__TASK ITEM__: An exact copy of every record is the expected answer.

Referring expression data
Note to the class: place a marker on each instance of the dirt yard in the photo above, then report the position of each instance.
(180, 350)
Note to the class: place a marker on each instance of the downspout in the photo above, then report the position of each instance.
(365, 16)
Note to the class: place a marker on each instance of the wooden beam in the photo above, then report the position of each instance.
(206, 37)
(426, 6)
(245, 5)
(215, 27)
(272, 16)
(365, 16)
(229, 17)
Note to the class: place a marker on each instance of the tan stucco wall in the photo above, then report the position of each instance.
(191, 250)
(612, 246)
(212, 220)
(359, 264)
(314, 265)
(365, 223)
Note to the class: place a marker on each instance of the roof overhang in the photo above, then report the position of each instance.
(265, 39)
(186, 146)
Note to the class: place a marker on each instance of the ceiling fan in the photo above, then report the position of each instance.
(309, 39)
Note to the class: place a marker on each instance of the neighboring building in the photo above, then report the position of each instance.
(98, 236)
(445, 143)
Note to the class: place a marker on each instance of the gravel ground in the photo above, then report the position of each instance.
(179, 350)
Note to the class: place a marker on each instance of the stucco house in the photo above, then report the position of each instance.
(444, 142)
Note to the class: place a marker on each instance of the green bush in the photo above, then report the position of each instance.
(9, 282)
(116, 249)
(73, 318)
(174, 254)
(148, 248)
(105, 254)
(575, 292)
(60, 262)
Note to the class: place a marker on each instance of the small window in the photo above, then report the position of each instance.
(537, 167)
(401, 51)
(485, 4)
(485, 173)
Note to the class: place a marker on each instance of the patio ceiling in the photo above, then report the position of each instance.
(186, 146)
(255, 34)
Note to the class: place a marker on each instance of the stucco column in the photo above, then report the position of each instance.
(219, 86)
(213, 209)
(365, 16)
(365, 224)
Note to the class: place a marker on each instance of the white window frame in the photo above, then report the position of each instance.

__TASK RESPONSE__:
Note to the class: place a marker on each instance of the dirt yard in the photo above, then report the position of each instance.
(180, 350)
Note to the class: place a marker on each instance of the downspout in the photo above, then report the position of each instance.
(365, 16)
Note to the class: place a marker on each instance of the wooden beam in the photo above, then report the position of each instance.
(206, 37)
(426, 6)
(245, 5)
(215, 27)
(272, 16)
(365, 16)
(229, 17)
Note to the class: place a marker on each instance of the tan stucco wall in the photo above, then report the position of each instance.
(191, 250)
(612, 246)
(212, 220)
(359, 264)
(314, 265)
(365, 223)
Note to the class: place a marker on each instance of the roof overhang in the photo above, then report the position of each instance.
(265, 39)
(186, 146)
Note to the class: place a marker on each instance of the ceiling fan in the photo above, then report the position of each instance.
(309, 39)
Note to the class: place a marker on each instance of the neighboring building in the photo above, then report the position of each instance.
(98, 236)
(445, 143)
Note to the class: place a marker on each instance of the gravel ground in the photo above, then report the position of each instance.
(179, 350)
Note to the class: place a marker on each instance of the stucco house in the photo above, then report the position of each instance.
(444, 142)
Note to the class: place a marker on each instance of the green bush in the photo above, then report the position of each instance.
(9, 282)
(116, 249)
(73, 318)
(174, 254)
(148, 248)
(105, 254)
(575, 292)
(60, 262)
Note to the class: place a marker on each instance of the small window in the photo above, then report the position of each instance.
(537, 167)
(401, 51)
(485, 4)
(485, 173)
Note to the class: place a marker on each instance of the patio ceiling in the photo above, then report the position of each instance.
(186, 146)
(255, 34)
Note to the class: place a marker on each instance of the stucco column in the photo above, then report the position of each instance.
(219, 86)
(213, 209)
(365, 16)
(365, 224)
Note to the class: place a marker on each instance of the white window frame in the photo above, then report the position of each instance.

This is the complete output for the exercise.